- Integrated health giant Kaiser Permanente said it intends to put a stronger focus on equity and inclusion in one of Greg Adams' first major moves as CEO.
- The Oakland, California-based nonprofit plans to bring ethnicity and race factors into how it evaluates quality and care across the organization, Adams said Monday at the HLTH virtual conference. Kaiser's board, which finished strategic planning in the middle of the pandemic, is still figuring out what that means in practice.
- "As a board we made the decision that we would own healthcare disparities for all care that we provide," Adams said. "We haven't quite figured out how we're going to do that... [but] the point the board made is, owning it for a few conditions is not sufficient."
There's rising acceptance in the industry to recognize environmental and socioeconomic factors that impact health outcomes, especially amid a pandemic exacerbating existing disparities in the U.S.
It's a pivotal time, as the coronavirus throws gaping socioeconomic and health divides into stark relief. Black Americans are about three times as likely as White people to contract the virus, and about twice as likely to die from COVID-19, according to a report from the National Urban League based on Johns Hopkins University data.
For Kaiser's part, Adams vowed to integrate "social health into our care model at the same level as we have physical care." Kaiser surveyed almost 9,000 members in March, and 42% members said they struggled to buy food and pay bills, while 35% experienced social isolation.

> [Description of the task] Please print the stretch of the Kaiser Permanente article from "For Kaiser's part, Adams" through "experienced social isolation." word for word.

(Natural-language descriptions of regions)
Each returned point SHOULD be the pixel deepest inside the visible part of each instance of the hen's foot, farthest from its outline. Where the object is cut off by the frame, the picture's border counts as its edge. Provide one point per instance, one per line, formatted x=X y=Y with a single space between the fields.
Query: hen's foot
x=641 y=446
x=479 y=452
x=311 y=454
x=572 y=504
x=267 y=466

> [Response below]
For Kaiser's part, Adams vowed to integrate "social health into our care model at the same level as we have physical care." Kaiser surveyed almost 9,000 members in March, and 42% members said they struggled to buy food and pay bills, while 35% experienced social isolation.